## EXERCISE REQUIREMENTS
Please copy the rows below word for word, keeping every line as it appears.

(Items listed in a dataset)
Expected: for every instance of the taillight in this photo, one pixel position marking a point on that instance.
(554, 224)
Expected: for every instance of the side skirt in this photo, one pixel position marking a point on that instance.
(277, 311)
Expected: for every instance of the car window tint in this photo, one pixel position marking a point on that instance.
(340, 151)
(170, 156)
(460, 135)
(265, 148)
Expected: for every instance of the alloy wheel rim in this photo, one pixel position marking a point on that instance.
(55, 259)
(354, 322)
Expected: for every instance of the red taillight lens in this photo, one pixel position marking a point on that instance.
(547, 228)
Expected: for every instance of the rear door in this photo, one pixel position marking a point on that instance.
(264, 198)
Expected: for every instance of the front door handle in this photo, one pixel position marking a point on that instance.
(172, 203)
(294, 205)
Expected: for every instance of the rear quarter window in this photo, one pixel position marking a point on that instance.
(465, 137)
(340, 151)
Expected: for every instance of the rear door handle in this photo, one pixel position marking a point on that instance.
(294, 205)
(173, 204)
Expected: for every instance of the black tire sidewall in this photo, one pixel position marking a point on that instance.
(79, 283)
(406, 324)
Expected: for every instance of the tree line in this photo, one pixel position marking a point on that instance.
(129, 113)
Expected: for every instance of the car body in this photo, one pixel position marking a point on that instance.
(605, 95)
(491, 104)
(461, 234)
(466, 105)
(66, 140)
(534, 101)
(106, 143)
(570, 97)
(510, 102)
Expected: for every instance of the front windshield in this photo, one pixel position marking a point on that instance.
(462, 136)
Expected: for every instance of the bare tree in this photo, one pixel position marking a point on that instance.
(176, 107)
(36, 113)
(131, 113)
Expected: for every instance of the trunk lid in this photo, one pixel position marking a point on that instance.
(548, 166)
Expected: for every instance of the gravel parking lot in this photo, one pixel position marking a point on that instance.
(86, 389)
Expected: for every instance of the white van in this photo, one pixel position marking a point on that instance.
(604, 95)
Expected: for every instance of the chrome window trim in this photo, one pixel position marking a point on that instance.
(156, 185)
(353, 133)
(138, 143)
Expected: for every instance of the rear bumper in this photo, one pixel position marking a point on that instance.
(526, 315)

## EXERCISE RESULT
Expected: for every instance of the taillight in this photo, one pixel position marking a point on that instance.
(554, 224)
Expected: for every instance of the side skirt in this photo, one pixel position marking a point on that instance.
(277, 311)
Expected: for every instance of the car window tint in this photo, one pixel position marking a point on that instance.
(340, 151)
(170, 156)
(460, 135)
(265, 148)
Expected: for every instance of the alloy wheel rim in this photo, one pixel position marking a point on that instance.
(55, 259)
(354, 322)
Expected: for every instance of the red taillight lens in this photo, one pixel position marking a point on that instance.
(547, 228)
Expected: for every instance of the rear door in this photo, one pixel position marking a point on that instance.
(264, 198)
Expected: for every instance of the front door handle in this photo, one pixel position marking a point on that instance.
(172, 203)
(294, 205)
Expected: for every instance of the rear quarter window in this photo, one pixel position marking a point on that instance.
(465, 137)
(340, 151)
Expected: for every instance of the rear door handle in this photo, one pixel position marking a point on that instance.
(294, 205)
(173, 204)
Expected: for every instance of the black tire sidewall in this photo, one pixel position marking a point on that instance.
(79, 283)
(406, 324)
Expected: for every instance of the tree line in this photo, one pixel position marking a point on that instance.
(129, 113)
Expected: for every instance of the car body in this photo, one pixel position marking a point on that instance.
(605, 95)
(491, 104)
(461, 234)
(466, 105)
(66, 140)
(534, 101)
(106, 143)
(570, 97)
(510, 102)
Expected: for every instance of the front windshield in this photo, one pixel position marking a point on that instance.
(462, 136)
Expected: for every instance of the bare tree in this photo, one pixel position marking a point on that instance.
(176, 107)
(36, 113)
(131, 113)
Expected: for every instance of the trunk lid in this photo, one pixel position marking a point on that instance.
(548, 166)
Expected: for every instance of the gravel parking lot in this photo, one pixel position marking a point on that instance.
(86, 389)
Expected: for every instance of the white van in this photo, one pixel position marking a point on that instance.
(604, 95)
Expected: for every instance of the chrome window trim in this photo, one pixel position marking a point on that instance.
(156, 185)
(353, 133)
(138, 143)
Expected: for every instance of the rear bumper in this photo, one pixel position marking a point on that instance.
(526, 315)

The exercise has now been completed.